Exercise details:
Set down only what runs from the line containing "Query: umbrella canopy" through the last line of the data, exactly as it reads.

--- START ---

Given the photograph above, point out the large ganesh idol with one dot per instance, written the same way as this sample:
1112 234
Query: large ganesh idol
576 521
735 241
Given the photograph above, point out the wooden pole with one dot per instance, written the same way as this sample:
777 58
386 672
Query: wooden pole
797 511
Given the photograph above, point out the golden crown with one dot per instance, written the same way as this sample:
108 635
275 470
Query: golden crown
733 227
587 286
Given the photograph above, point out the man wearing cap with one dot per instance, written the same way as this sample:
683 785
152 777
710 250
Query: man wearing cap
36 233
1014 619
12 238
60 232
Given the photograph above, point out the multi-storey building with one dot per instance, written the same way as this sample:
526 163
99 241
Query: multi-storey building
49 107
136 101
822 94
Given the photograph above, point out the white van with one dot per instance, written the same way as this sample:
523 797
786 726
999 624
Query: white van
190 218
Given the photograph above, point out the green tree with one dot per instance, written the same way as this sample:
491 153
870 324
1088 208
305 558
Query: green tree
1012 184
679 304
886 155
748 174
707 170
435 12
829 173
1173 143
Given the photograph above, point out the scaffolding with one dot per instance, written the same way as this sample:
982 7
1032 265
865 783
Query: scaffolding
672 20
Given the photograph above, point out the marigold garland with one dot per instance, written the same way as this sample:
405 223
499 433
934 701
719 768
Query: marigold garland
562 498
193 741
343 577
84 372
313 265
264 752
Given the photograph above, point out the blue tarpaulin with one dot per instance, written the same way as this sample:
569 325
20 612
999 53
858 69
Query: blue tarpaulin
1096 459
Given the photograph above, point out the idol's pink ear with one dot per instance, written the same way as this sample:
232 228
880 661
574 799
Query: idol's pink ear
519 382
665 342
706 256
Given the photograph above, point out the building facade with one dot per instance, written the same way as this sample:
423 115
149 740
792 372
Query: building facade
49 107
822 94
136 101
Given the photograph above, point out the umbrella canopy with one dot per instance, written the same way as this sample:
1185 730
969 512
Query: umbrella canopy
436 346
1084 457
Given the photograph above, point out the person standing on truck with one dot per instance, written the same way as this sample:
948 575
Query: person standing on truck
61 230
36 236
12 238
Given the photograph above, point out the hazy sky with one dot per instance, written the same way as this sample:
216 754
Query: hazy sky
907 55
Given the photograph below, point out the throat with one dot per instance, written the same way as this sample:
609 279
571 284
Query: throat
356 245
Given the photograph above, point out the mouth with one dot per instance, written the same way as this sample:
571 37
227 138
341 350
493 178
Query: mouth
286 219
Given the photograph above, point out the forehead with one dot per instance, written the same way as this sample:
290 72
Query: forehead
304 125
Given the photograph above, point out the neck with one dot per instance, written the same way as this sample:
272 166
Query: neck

--- END ---

Solution to the problem:
Query: umbrella canopy
436 346
1084 457
Given the photograph above, point out the person standing on truck with one dot per instance, written the same way as this sample:
948 575
Query: person standing on truck
61 230
36 236
12 238
Given the photograph above, point out the hazy sky with one dot per instance, written the same way as this sample:
216 754
Query: hazy sky
907 55
Given the photograph below, point out the throat with one dot per instance, written the same way as this sample:
609 279
571 284
Query: throat
356 245
Given the photograph above, point out the mouth with one dot per instance, written the same way as this sample:
571 37
227 138
341 350
493 178
Query: mouth
286 219
Given the photograph above, point out the forehead with one dot per instance, written the same way as this sample:
290 72
Query: forehead
304 125
Given the photograph above, point out the neck with one dot per instance, written the same way as this sample:
272 166
Query: neck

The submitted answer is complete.